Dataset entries
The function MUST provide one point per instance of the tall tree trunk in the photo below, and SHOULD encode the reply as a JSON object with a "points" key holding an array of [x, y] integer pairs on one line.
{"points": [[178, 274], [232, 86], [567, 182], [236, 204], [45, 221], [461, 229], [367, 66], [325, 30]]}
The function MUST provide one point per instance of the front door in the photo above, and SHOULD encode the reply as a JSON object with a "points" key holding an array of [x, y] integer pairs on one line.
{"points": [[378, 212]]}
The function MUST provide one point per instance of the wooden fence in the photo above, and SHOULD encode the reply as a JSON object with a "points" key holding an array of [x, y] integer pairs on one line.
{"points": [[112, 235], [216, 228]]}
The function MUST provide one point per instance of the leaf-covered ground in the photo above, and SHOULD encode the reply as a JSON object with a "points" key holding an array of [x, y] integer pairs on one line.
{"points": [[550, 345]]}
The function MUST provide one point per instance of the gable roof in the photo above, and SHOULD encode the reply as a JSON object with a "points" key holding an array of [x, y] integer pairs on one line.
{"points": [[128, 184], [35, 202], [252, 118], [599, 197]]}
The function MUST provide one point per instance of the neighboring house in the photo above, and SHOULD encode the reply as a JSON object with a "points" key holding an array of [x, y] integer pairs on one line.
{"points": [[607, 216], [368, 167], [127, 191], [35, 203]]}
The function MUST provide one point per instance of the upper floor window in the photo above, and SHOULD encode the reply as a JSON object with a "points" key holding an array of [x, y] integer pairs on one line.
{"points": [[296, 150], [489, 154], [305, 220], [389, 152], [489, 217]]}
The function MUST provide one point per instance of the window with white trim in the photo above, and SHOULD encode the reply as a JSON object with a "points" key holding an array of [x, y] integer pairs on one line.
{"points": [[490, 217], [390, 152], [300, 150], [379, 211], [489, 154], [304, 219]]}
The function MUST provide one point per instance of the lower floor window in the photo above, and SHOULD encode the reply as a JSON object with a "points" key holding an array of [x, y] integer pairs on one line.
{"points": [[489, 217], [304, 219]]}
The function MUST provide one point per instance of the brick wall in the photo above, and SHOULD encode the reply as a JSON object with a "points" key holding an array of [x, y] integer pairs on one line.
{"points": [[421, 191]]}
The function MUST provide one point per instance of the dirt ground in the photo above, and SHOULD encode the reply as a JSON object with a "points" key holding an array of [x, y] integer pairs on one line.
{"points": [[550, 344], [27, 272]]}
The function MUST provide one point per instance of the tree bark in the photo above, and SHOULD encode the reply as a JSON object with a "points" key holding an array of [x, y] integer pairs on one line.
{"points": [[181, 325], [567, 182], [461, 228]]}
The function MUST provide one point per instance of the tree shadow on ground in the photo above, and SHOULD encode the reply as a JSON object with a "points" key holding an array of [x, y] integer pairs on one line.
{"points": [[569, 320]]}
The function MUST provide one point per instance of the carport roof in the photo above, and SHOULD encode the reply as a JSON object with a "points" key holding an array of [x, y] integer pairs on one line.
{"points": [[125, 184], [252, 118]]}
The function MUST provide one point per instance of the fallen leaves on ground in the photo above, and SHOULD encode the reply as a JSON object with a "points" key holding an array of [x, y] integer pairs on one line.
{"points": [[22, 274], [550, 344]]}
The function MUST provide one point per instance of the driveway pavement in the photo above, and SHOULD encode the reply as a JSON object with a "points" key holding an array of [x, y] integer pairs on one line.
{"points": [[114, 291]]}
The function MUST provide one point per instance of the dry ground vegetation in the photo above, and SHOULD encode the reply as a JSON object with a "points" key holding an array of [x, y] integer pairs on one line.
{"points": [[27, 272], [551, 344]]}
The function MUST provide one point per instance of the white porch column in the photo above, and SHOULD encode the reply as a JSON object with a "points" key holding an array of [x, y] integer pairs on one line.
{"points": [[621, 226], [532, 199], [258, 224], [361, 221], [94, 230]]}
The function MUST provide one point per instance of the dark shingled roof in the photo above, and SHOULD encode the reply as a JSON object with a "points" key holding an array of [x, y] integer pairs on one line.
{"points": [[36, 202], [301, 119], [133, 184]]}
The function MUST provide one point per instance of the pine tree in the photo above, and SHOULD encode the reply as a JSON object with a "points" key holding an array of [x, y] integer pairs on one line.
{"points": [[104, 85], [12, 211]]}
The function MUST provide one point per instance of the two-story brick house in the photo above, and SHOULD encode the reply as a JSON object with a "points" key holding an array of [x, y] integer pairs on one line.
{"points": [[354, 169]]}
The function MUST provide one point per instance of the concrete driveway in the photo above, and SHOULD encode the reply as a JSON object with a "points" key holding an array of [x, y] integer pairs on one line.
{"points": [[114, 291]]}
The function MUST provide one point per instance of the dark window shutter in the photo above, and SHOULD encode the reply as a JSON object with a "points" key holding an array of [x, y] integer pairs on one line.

• WORK TO BE COMPLETED: The data above is to be given again, with every line exact.

• SOLUTION TO THE PROBLEM:
The function MUST provide one point per instance of the tall tree trunk in the photo below, and SHOULD encode the reply as a JSON object with a "points" key holding an array of [x, y] integer pairs on one line.
{"points": [[178, 274], [232, 86], [567, 182], [236, 204], [45, 221], [461, 229], [367, 66], [325, 30]]}
The function MUST provide one point per instance of the front door in the photo above, and SHOULD encode the reply as a JSON object with a "points" key holding an array of [x, y] integer pairs on one line.
{"points": [[378, 212]]}
The function MUST provide one point per instance of the wooden fence in the photo above, and SHOULD encode the reply as a JSON object with a "points" key holding an array of [x, y] integer pairs on one line.
{"points": [[112, 235], [216, 228]]}
The function MUST provide one point per instance of the leaf-covered ground in the photo above, and SHOULD encode the reply as a JSON object with a "points" key holding an array of [x, y] integer pairs on one line.
{"points": [[550, 345]]}
The function MUST provide one point per instance of the gable roof in the photo above, and SHOULD encode the reply as a JSON object with a "points" key holding an array of [x, y] integer pairs on one line.
{"points": [[128, 184], [35, 202], [252, 118], [599, 197]]}
The function MUST provide one point per instance of the neighboring house in the photo above, and SHOULD encode the reply as a JSON object with a "points" key holding an array of [x, y] integer pairs on one line.
{"points": [[607, 216], [368, 167], [127, 191], [35, 203]]}
The function MUST provide one point per instance of the upper floor window in the photo above, and SHOULD encode the reply as a JSON object with a "points" key holding an array of [x, y] integer pairs on one line.
{"points": [[296, 150], [489, 154], [305, 220], [389, 152], [489, 217]]}
The function MUST provide one point per instance of the window with white trim in the photo above, and SHOULD encode the reply as a JSON object with a "points" key holding an array of [x, y] integer pairs on one line.
{"points": [[490, 217], [390, 152], [300, 150], [379, 211], [489, 154], [304, 219]]}
The function MUST provide one point per instance of the lower floor window in the photo above, and SHOULD encode the reply as a JSON object with a "points" key holding an array of [x, y] integer pairs on one line.
{"points": [[489, 217], [304, 219]]}
The function MUST provide one point per instance of the brick wall in the photo above, and SHOULD encode the reply as a JSON object with a "points" key holding an array of [x, y] integer pairs on one line.
{"points": [[421, 191]]}
The function MUST provide one point per instance of the dirt ground in the photo above, and SHOULD encode the reply as a JSON object with a "points" key holding an array of [x, y] integer pairs on one line.
{"points": [[550, 344], [27, 272]]}
The function MUST provide one point per instance of the tree bark in the photo above, and SHOULD encode the reply as a JSON object with a "points" key holding an array of [x, y] integer pairs on one line.
{"points": [[181, 325], [567, 182], [461, 228]]}
The function MUST provide one point per instance of the tree shadow on ground in the photo above, and SHOULD encode the reply as a JSON object with a "points" key holding an array of [x, y] integer pairs on one line.
{"points": [[569, 320]]}
The function MUST provide one point per instance of the carport roof in the photo above, and SHOULD encode the reply as a JSON object with a "points" key holding an array of [x, y] integer pairs on one line.
{"points": [[125, 184], [252, 118]]}
The function MUST provide one point per instance of the fallen leaves on ground in the photo above, and SHOULD encode the reply as a JSON object with a "points" key holding an array of [x, y] integer pairs on one line.
{"points": [[22, 274], [550, 344]]}
The function MUST provide one point per instance of the driveway pavement in the photo above, and SHOULD encode the reply as a JSON object with a "points" key holding an array of [x, y] integer pairs on one line.
{"points": [[114, 291]]}
The function MUST provide one point per instance of the dry ground vegetation in the photo above, and SHOULD encode the reply as a JSON object with a "points" key holding an array of [x, y] integer pairs on one line.
{"points": [[27, 272], [551, 344]]}
The function MUST provide one point per instance of the white porch column in the photo above, and SHOULD encode the reply as a JSON object with a "points" key holding an array of [x, y] integer pairs on one line.
{"points": [[621, 226], [532, 199], [258, 224], [361, 221], [94, 230]]}
The function MUST provide one point per instance of the dark shingled roof in the photo above, and SHOULD encode the reply as a JSON object with a "points" key holding an array of [x, y] integer pairs on one line.
{"points": [[36, 202], [301, 119], [133, 184]]}
The function MUST provide one point per instance of the pine tree in the photo above, and SHOULD encode the reply as a JSON object with a "points" key holding an array of [x, y] integer pairs on one line.
{"points": [[104, 85], [12, 211]]}
The function MUST provide one point per instance of the two-story brick house in the photo above, and SHOULD encode the reply as a JSON object with a "points" key holding an array of [x, y] integer pairs on one line.
{"points": [[354, 169]]}
The function MUST provide one point per instance of the concrete driveway in the photo above, and SHOULD encode the reply as a JSON object with a "points" key holding an array of [x, y] integer pairs on one line.
{"points": [[114, 291]]}
The function MUST provide one point per instance of the dark window shutter in the photo above, and SHOULD encode the reply as a JSON object with a "points" key holding an array of [x, y] integer pairs on one line.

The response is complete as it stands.